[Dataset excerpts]
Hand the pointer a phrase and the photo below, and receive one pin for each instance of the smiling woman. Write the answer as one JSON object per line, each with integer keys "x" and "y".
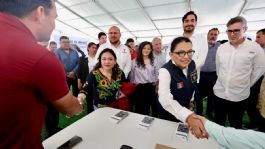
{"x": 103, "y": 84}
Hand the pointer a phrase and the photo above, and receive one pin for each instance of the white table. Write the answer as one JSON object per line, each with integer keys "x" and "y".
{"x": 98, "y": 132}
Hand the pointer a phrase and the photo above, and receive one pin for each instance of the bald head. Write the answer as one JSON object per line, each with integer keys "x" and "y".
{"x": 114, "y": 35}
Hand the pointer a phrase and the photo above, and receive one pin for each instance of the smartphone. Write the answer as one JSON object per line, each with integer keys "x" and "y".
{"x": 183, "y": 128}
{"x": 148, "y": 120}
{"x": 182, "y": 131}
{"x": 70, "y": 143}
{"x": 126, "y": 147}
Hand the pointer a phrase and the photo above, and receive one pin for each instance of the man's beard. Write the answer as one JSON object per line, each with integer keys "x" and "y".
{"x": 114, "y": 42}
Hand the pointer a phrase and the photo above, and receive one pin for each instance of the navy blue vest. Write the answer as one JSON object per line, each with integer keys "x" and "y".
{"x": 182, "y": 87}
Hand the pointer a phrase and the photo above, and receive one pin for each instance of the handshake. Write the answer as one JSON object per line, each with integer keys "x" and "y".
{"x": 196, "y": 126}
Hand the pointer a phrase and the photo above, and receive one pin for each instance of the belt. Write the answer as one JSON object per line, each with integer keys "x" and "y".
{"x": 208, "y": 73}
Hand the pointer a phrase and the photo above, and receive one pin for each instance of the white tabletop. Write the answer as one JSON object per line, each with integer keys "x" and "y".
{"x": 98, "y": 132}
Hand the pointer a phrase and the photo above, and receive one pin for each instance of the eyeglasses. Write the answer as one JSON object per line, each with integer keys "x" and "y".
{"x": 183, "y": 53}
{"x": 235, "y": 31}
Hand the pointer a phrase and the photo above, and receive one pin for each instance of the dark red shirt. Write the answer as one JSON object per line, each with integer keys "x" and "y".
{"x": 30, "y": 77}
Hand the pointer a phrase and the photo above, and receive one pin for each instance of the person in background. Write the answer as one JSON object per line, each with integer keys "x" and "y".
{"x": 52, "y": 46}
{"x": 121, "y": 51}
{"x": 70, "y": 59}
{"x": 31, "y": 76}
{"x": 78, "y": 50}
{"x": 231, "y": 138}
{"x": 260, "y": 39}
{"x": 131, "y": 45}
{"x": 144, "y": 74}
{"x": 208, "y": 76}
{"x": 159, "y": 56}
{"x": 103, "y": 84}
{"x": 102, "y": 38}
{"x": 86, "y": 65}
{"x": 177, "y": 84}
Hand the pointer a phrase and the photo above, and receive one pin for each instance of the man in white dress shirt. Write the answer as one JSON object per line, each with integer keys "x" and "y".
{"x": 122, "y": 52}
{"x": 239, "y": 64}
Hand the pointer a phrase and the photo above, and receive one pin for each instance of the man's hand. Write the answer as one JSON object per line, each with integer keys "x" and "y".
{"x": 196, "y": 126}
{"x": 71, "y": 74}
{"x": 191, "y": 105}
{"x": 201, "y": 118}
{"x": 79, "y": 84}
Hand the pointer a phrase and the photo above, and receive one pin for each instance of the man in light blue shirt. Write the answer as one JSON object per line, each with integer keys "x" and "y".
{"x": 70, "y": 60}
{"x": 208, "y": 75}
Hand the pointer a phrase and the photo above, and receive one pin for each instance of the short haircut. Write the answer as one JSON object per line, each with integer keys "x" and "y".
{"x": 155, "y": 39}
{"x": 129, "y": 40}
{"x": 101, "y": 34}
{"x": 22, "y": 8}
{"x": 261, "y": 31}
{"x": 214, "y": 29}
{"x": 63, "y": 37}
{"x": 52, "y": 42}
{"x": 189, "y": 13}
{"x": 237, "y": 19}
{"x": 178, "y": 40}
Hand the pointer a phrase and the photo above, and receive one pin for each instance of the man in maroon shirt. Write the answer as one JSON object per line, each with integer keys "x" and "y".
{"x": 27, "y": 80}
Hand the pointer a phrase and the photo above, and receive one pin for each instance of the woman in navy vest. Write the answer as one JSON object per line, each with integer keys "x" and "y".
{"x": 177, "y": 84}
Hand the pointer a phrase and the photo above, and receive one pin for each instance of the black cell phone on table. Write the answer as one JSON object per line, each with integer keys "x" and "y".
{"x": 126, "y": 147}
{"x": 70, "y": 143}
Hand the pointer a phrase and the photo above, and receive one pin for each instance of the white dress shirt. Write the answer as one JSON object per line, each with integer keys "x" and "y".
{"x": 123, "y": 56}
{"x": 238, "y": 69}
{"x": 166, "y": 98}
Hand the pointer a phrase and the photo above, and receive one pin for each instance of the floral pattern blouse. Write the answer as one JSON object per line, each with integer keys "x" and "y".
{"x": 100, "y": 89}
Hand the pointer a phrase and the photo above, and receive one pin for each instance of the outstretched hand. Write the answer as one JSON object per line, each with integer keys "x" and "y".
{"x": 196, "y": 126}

_PROMPT_:
Each line above should be set down exactly as written, with pictures excluded.

_RESPONSE_:
Hand the pointer a phrase and the photo below, and receive one pin for each instance of the smiling woman. Write the answer as one JSON object per line, each with integer keys "x" and "y".
{"x": 103, "y": 84}
Hand the pointer a phrase and the photo above, and receive one pin for each instance of the white table. Write the answer as one JSON object per line, each with integer keys "x" and "y".
{"x": 98, "y": 132}
Hand the pointer a phrase and the photo above, and receive one pin for each instance of the bald head. Write the answer as one JSON object per line, each with integer keys "x" and "y".
{"x": 114, "y": 35}
Hand the pointer a phrase and the photo above, and receive one pin for each instance of the smartphone. Write the answer as one JSON object per line, each with integer keys "x" and "y".
{"x": 183, "y": 128}
{"x": 148, "y": 120}
{"x": 182, "y": 131}
{"x": 70, "y": 143}
{"x": 126, "y": 147}
Hand the pointer a phrase and the photo above, and receive one pin for each instance of the man's beard. Write the answer as one JSON object per line, each with integer keys "x" and "y".
{"x": 114, "y": 42}
Hand the pointer a phrase and the photo above, and receive one pin for each instance of the navy blue vest. Write the answer as one JSON object per line, each with integer keys "x" and "y".
{"x": 182, "y": 87}
Hand the pointer a phrase and the photo above, and receive one pin for each instance of the handshake. Write the answer as one JSON object per line, each with integer keys "x" and "y".
{"x": 196, "y": 126}
Hand the pointer a phrase and the photo above, and receive one pin for each instance of the belt. Write the answer as one JSON object per line, each with integer keys "x" and "y".
{"x": 208, "y": 73}
Hand the pointer a phrase and the photo above, and receive one pin for each instance of the white tabletop. Write the answer as one JSON object per line, each with integer keys "x" and "y".
{"x": 98, "y": 132}
Hand the pointer a phrase and the photo above, and receive one pin for each instance of the eyeglasses. Write the answer as one JSON object per line, each with integer keys "x" and "y".
{"x": 183, "y": 53}
{"x": 235, "y": 31}
Hand the pointer a phrase and the photo above, and receive one pin for each instance of the dark red shirt. Write the answer as one JSON object per line, each with integer keys "x" and "y".
{"x": 30, "y": 77}
Hand the pointer a phrase and the photo above, and receive one pin for each instance of the person in background. Write the answer as one JSON object per line, each with integer keys "x" and "y".
{"x": 52, "y": 46}
{"x": 121, "y": 51}
{"x": 70, "y": 59}
{"x": 31, "y": 76}
{"x": 78, "y": 50}
{"x": 231, "y": 138}
{"x": 260, "y": 39}
{"x": 131, "y": 45}
{"x": 144, "y": 74}
{"x": 208, "y": 76}
{"x": 159, "y": 56}
{"x": 103, "y": 84}
{"x": 102, "y": 38}
{"x": 86, "y": 65}
{"x": 177, "y": 84}
Hand the pointer a phrase and the photo above, and receive one pin for each instance of the man in white dress shirt. Write the answer as one JSON object per line, each with integer keys "x" and "y".
{"x": 122, "y": 52}
{"x": 239, "y": 64}
Hand the pointer a phrase and the photo above, and receive one pin for each instance of the man's hand. Write the answer as one JSON object per line, each with integer keys "x" and "y".
{"x": 196, "y": 126}
{"x": 71, "y": 74}
{"x": 191, "y": 105}
{"x": 201, "y": 118}
{"x": 79, "y": 84}
Hand the pointer a phrase and the photo above, and receive one pin for each instance of the man in light blue shirt. Write the answer as one JSON object per line, each with integer keys "x" and "y".
{"x": 70, "y": 60}
{"x": 208, "y": 75}
Hand the pointer a phrase and the photo above, and receive one pin for each instance of the short haircut. Write the answer as one JSON object per line, each with integer keys "x" and "y".
{"x": 155, "y": 39}
{"x": 129, "y": 40}
{"x": 101, "y": 34}
{"x": 22, "y": 8}
{"x": 261, "y": 31}
{"x": 214, "y": 29}
{"x": 63, "y": 37}
{"x": 52, "y": 42}
{"x": 189, "y": 13}
{"x": 237, "y": 19}
{"x": 178, "y": 40}
Hand the pointer a phrase and the photo above, and receive one pin for each instance of the man in maroon shirt. Write the answer as one JSON object per line, each with integer keys "x" and "y".
{"x": 27, "y": 80}
Hand the pointer a phrase and the photo above, and receive one pin for each instance of the woman in navy vest. Write the answer as one JSON object per line, each with integer keys "x" and "y".
{"x": 177, "y": 84}
Hand the pointer a phrase and the photo above, and receive one pin for each instance of the black cell phone on table. Write the answer as one JSON object per line, each with integer keys "x" and "y".
{"x": 126, "y": 147}
{"x": 70, "y": 143}
Hand the pointer a phrase and the photo above, and receive one pin for each instance of the white dress shirt. Write the answer as one JSON object per line, each with integer keys "x" and "y".
{"x": 123, "y": 56}
{"x": 238, "y": 69}
{"x": 166, "y": 98}
Hand the pointer a phrase and the photo above, and receive one pin for each instance of the floral pattern blouse. Write the answer as one JSON object per line, each with integer keys "x" and "y".
{"x": 100, "y": 89}
Hand the pointer a phrase and the photo above, and receive one pin for each instance of the outstretched hand. Write the answer as one JSON object per line, each with integer keys "x" and "y".
{"x": 196, "y": 126}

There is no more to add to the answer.